TEXT UNDER STUDY:
========
Demetri Kofinas Talks to TNH about Hidden Forces

The National Herald

Demetri Kofinas working on his podcast Hidden Forces. Photo: Courtesy of Demetri Kofinas

NEW YORK – Demetri Kofinas, technology and media entrepreneur, spoke with The National Herald about his latest project, Hidden Forces, listed on iTunes as one of the top podcasts in the Society & Culture category.

Kofinas has created a remarkable series of discussions with experts on varied topics including finance, cybersecurity, television, complexity theory, space warfare, and artificial intelligence. Kofinas’ boundless curiosity drives the series and the conversation which often takes unexpected turns, and highlights fascinating, and also troubling, aspects of the world around us.

Taking time out from his busy schedule, Kofinas spoke with TNH about Hidden Forces, the changing media landscape, and the need for an informed public.

Kofinas may perhaps be best known to our readers for his extraordinary story of surviving a brain tumor shared in the pages of TNH in 2015. Coming face to face with his mortality on a daily basis through surgery and treatments, Kofinas knew he had to do something with his life.

After his recovery, he wrote about his ordeal and also channeled his tremendous energy and intellect into some fascinating projects including his production company Offline, producing the life-affirming comedies of William Shakespeare- Much Ado about Nothing, Twelfth Night, and A Midsummer Night’s Dream.
========
STORED DATA:
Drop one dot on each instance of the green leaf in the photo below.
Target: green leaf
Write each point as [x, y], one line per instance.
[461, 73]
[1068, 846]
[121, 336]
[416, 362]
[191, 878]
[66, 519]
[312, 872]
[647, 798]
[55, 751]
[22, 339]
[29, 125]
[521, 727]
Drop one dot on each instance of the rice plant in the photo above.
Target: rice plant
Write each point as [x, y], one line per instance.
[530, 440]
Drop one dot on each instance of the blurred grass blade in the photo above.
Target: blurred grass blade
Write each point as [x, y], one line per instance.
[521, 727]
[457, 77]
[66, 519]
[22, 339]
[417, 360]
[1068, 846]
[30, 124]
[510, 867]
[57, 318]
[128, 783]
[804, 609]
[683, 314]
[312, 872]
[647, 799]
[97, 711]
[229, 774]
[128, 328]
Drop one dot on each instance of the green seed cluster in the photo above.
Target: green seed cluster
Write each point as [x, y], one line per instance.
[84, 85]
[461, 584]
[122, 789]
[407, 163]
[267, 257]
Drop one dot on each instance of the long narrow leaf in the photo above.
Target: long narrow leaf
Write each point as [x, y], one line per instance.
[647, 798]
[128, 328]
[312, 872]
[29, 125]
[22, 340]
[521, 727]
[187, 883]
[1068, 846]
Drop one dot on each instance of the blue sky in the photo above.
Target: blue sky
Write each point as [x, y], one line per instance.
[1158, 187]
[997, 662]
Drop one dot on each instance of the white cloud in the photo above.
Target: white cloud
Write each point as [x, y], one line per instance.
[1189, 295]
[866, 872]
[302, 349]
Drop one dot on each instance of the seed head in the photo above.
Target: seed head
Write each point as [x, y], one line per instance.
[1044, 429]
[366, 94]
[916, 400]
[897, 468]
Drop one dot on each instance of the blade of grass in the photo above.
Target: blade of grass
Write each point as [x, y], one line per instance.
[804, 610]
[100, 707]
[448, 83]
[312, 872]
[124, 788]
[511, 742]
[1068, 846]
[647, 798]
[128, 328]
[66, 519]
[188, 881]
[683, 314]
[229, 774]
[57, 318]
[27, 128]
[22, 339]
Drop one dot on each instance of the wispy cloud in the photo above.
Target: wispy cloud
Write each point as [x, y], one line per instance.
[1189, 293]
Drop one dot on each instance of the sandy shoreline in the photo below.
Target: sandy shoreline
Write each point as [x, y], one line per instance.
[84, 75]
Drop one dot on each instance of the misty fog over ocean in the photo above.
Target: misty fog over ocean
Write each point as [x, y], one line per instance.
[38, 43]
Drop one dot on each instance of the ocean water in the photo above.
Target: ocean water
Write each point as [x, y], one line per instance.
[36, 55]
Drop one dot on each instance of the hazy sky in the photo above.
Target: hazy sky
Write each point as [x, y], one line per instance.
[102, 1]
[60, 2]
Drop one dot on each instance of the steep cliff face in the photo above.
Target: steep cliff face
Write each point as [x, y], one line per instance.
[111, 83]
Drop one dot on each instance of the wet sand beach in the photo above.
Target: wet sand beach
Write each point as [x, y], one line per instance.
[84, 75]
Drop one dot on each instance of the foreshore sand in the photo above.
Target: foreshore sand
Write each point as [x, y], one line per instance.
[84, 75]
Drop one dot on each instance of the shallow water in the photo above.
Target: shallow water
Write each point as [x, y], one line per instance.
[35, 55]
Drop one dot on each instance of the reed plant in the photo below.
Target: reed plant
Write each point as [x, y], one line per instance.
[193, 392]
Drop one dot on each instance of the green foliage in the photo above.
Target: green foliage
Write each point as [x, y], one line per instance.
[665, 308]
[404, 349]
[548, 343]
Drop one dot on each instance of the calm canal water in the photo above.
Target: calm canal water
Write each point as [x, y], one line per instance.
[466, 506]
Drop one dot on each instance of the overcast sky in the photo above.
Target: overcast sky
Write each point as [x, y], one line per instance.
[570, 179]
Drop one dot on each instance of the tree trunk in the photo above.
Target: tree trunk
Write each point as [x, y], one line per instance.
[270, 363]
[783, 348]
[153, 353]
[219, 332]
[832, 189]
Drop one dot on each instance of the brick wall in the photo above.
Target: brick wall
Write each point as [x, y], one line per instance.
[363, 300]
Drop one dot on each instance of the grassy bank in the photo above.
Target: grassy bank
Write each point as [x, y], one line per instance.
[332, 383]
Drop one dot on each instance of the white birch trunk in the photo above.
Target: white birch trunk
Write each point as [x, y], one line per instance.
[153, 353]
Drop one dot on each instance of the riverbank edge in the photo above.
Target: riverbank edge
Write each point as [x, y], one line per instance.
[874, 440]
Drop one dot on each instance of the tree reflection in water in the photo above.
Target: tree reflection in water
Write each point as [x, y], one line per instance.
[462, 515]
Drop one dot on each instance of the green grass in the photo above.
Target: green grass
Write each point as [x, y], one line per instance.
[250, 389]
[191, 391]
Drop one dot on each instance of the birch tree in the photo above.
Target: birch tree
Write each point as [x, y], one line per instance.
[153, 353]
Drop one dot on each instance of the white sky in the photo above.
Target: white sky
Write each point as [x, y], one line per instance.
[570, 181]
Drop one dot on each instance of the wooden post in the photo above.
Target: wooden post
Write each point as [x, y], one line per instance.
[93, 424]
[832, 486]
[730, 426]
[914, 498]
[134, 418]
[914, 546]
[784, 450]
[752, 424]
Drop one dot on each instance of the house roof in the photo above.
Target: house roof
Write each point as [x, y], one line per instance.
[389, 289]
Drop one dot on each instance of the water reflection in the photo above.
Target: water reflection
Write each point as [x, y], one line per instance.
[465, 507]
========
PARTS OF THE EXERCISE:
1. Copy out the passage from the article about Demetri Kofinas word for word, starting with "Taking time out" and going on through "Midsummer Night’s Dream.".
2. According to the article about Demetri Kofinas, in which iTunes category is Hidden Forces listed as one of the top podcasts?

OUTPUTS IN ORDER:
1.
Taking time out from his busy schedule, Kofinas spoke with TNH about Hidden Forces, the changing media landscape, and the need for an informed public.

Kofinas may perhaps be best known to our readers for his extraordinary story of surviving a brain tumor shared in the pages of TNH in 2015. Coming face to face with his mortality on a daily basis through surgery and treatments, Kofinas knew he had to do something with his life.

After his recovery, he wrote about his ordeal and also channeled his tremendous energy and intellect into some fascinating projects including his production company Offline, producing the life-affirming comedies of William Shakespeare- Much Ado about Nothing, Twelfth Night, and A Midsummer Night’s Dream.

2. Society & Culture